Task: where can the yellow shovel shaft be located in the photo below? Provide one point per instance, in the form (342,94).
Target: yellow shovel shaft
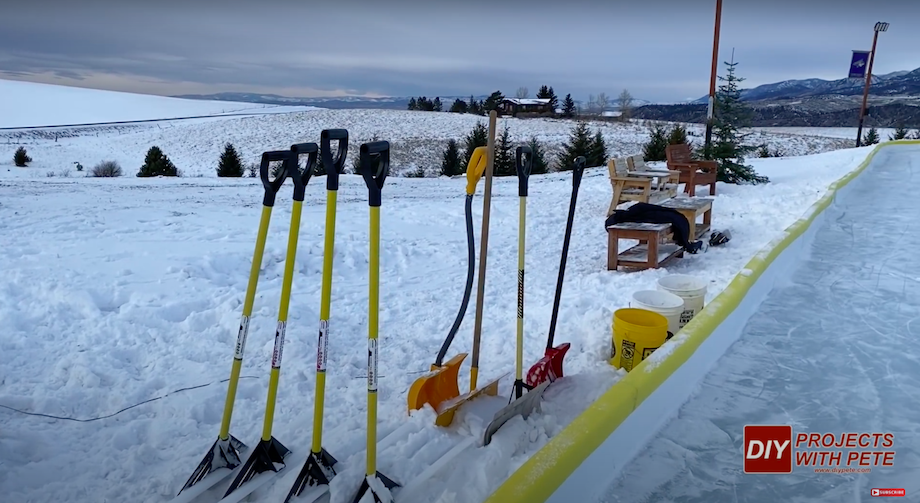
(519,362)
(287,280)
(325,301)
(373,307)
(261,235)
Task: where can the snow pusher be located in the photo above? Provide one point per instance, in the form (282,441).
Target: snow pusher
(320,465)
(447,409)
(375,164)
(441,384)
(269,454)
(520,403)
(549,368)
(224,455)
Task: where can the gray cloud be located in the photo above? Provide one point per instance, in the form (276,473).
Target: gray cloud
(659,50)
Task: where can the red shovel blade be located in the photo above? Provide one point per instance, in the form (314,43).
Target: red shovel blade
(549,367)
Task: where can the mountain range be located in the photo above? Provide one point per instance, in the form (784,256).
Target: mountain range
(894,100)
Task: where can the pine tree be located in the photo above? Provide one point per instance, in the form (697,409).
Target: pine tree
(568,106)
(21,158)
(598,153)
(230,164)
(450,161)
(579,144)
(478,137)
(899,134)
(678,136)
(504,155)
(656,147)
(459,107)
(156,163)
(731,116)
(539,165)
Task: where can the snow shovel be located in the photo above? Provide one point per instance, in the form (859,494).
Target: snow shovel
(375,164)
(549,368)
(520,403)
(441,384)
(320,465)
(269,453)
(447,409)
(225,451)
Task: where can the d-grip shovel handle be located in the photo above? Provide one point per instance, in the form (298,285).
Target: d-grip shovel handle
(272,186)
(523,160)
(301,178)
(578,170)
(476,167)
(375,165)
(334,165)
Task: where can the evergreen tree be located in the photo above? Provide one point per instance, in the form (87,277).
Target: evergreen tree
(156,163)
(678,136)
(493,101)
(580,143)
(21,158)
(568,106)
(478,137)
(230,163)
(539,165)
(597,156)
(899,134)
(450,161)
(503,164)
(655,148)
(459,107)
(731,116)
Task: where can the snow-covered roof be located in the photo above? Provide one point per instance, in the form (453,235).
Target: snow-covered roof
(528,101)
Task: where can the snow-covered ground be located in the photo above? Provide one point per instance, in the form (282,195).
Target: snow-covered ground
(115,291)
(29,104)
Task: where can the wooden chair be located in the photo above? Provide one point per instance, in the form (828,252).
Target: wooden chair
(692,172)
(635,186)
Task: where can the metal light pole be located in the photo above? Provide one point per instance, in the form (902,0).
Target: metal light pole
(879,27)
(712,77)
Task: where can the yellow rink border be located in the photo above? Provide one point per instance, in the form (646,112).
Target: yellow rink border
(538,478)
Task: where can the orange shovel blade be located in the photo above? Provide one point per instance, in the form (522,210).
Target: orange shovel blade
(549,368)
(437,386)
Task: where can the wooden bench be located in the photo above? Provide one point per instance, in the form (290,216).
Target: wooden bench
(693,208)
(646,187)
(692,172)
(655,246)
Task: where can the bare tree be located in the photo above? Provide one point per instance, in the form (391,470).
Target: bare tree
(602,102)
(625,102)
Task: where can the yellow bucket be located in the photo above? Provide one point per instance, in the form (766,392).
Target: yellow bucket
(636,334)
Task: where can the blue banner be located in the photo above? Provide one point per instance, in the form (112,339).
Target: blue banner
(858,64)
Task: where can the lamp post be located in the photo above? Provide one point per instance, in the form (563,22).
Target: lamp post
(879,27)
(712,78)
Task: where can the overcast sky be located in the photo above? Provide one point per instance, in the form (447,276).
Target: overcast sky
(658,49)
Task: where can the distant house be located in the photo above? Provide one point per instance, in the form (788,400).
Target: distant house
(515,106)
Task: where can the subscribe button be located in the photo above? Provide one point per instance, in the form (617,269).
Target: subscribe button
(888,492)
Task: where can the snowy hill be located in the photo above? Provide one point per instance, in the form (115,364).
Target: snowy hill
(30,104)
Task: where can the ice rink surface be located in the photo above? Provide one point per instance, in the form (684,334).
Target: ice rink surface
(834,349)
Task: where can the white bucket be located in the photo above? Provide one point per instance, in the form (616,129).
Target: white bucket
(666,304)
(689,288)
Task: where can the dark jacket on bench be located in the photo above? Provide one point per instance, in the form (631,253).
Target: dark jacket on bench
(654,214)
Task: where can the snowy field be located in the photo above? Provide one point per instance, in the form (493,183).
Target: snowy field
(117,291)
(28,104)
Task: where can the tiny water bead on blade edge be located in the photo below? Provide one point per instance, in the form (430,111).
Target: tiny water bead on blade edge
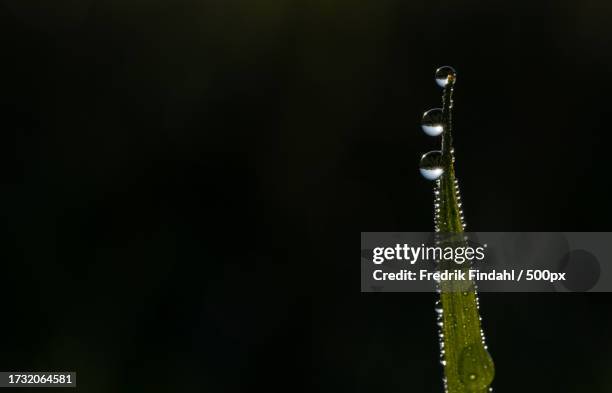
(431,165)
(444,75)
(433,122)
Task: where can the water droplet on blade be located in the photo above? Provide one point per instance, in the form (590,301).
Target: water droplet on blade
(431,165)
(444,75)
(432,123)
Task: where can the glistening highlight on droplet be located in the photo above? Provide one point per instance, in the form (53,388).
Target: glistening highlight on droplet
(431,165)
(444,75)
(433,122)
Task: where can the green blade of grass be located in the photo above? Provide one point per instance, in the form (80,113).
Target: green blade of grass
(468,367)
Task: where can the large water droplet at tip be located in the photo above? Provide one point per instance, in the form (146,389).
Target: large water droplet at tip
(431,167)
(445,75)
(432,123)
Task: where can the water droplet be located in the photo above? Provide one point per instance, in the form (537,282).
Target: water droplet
(431,165)
(444,75)
(432,123)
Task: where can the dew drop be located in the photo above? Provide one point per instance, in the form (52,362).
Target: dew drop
(444,75)
(431,165)
(433,122)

----------

EXERCISE TASK
All of the entries above should be copied exactly, except for the pictures.

OUTPUT BELOW
Task: where can the yellow shovel shaft be located in the photo below? Provide one point per instance, in the form (342,94).
Target: yellow shovel shaft
(519,362)
(287,280)
(325,301)
(373,307)
(261,235)
Task: where can the snow pusher be located in the photo above? Provide one point per instance, in the form (282,441).
Target: snow pusher
(320,465)
(447,409)
(375,164)
(441,384)
(269,454)
(520,403)
(549,368)
(224,455)
Task: where can the gray cloud be located in the photo above? Provide one point per instance, in the form (276,473).
Target: gray cloud
(659,50)
Task: where can the red shovel blade be located in the photo above? Provide one point per instance, in the form (314,43).
Target: red shovel blade
(549,367)
Task: where can the mountain range be located in the photo above? Provide one point per instance, in the form (784,256).
Target: mountain range
(894,100)
Task: where can the pine tree be located in the photo above? Provide one point per instance, in the form (697,409).
Target: pine tree
(568,106)
(21,158)
(598,153)
(230,164)
(450,161)
(579,144)
(478,137)
(899,134)
(678,136)
(504,155)
(656,147)
(459,107)
(156,163)
(731,116)
(539,165)
Task: where can the snow shovel be located in the photo above? Provide one point per instance, in the form (859,494).
Target: snow shovel
(375,164)
(549,368)
(520,403)
(441,384)
(320,465)
(269,453)
(447,409)
(225,451)
Task: where can the d-grip shovel handle be located in the photo above? Provide one point per instance, in the form (298,285).
Target: d-grip shovel handle
(272,186)
(523,160)
(301,178)
(578,170)
(476,167)
(375,165)
(334,165)
Task: where can the evergreen tree be located in the photo above? Provide one point per instance, in the form (87,277).
Target: evergreen tree
(156,163)
(678,136)
(493,101)
(580,143)
(21,158)
(568,106)
(478,137)
(230,163)
(539,165)
(597,156)
(899,134)
(450,161)
(503,164)
(655,148)
(459,107)
(731,116)
Task: where can the snow-covered roof be located in the photo above? Provide one point per instance, in the form (453,235).
Target: snow-covered roof
(528,101)
Task: where can the snow-covered ground be located in the photo above? Provide one point per instance, in the form (282,195).
Target: snow-covered ground
(115,291)
(29,104)
Task: where can the wooden chair be located in the photo above? Provide one point per instance, in the form (828,252).
Target: wooden chair
(692,172)
(635,186)
Task: where can the metal light pole be located in the photo above? Provide one point per instance, in the form (902,0).
Target: metal light pole
(879,27)
(712,77)
Task: where can the yellow rink border be located in the photo above? Provide one point per instance, in the form (646,112).
Target: yellow rink border
(538,478)
Task: where can the orange shovel blade be located in the photo above? Provide one point per instance, in the form (522,210).
Target: orange shovel blade
(549,368)
(437,386)
Task: where can the wooden bench be located in the photo above? Provide one point per instance, in the form (290,216).
Target: wooden bench
(693,208)
(646,187)
(692,172)
(655,246)
Task: where can the bare tree be located in the photo above? Provide one point per instance, in the form (391,470).
Target: bare tree
(602,102)
(625,102)
Task: where can the yellow bucket be located in the photo above? Provide one point per instance, in the form (766,392).
Target: yellow bucket
(636,334)
Task: where can the blue banner be located in the photo above? Provide one point per instance, in the form (112,339).
Target: blue banner
(858,64)
Task: where can the lamp post be located in the photo above? Provide one point per instance, in the form (563,22).
Target: lamp post
(879,27)
(712,78)
Task: where can the overcast sky be located in the photo above? Provide one point per instance, in the form (447,276).
Target: overcast sky
(658,49)
Task: where can the distant house be located in the photo above? Provide one point per instance, in the form (788,400).
Target: distant house
(515,106)
Task: where can the subscribe button be located in the photo above? Provide one point per instance, in the form (617,269).
Target: subscribe button
(888,492)
Task: where can the snowy hill be located in the photo above? Provide one point per instance, in the form (115,364).
Target: snowy hill
(30,104)
Task: where can the ice rink surface be located in the photo above? Provide one point per instance, in the form (684,334).
Target: ice rink surface
(834,349)
Task: where can the white bucket be located in the photo above? Provide one point per instance, in the form (616,129).
Target: white bucket
(666,304)
(689,288)
Task: where can the dark jacket on bench be located in the photo above? Provide one point per instance, in the form (631,253).
Target: dark jacket on bench
(654,214)
Task: where can the snowy field be located in the photo above? Provide one point per instance, in the form (493,183).
Target: snowy field
(117,291)
(28,104)
Task: where can the tiny water bead on blade edge be located in the photo below? Provide one point per instance, in the form (430,111).
Target: tiny water bead on blade edge
(431,165)
(444,75)
(433,122)
Task: where can the water droplet on blade be located in the photo above? Provide one point per instance, in the form (590,301).
Target: water droplet on blade
(431,165)
(444,75)
(432,123)
Task: where can the glistening highlight on droplet be located in the photo above? Provide one point per instance, in the form (53,388).
Target: glistening highlight on droplet
(431,165)
(444,75)
(433,122)
Task: where can the green blade of grass be located in the photo above? Provide one point per instance, in the form (80,113).
Target: green blade of grass
(468,367)
Task: where can the large water droplet at tip be located in the photo above? Provide one point per instance, in the form (146,389).
Target: large water droplet at tip
(431,167)
(445,75)
(432,123)
Task: where can the water droplet be located in the photo above? Provide one point per instance, in the form (537,282).
Target: water droplet
(431,165)
(444,75)
(432,123)
Task: where can the dew drop be located in the photo above? Provide one point per instance, in the form (52,362).
Target: dew drop
(444,75)
(431,165)
(433,122)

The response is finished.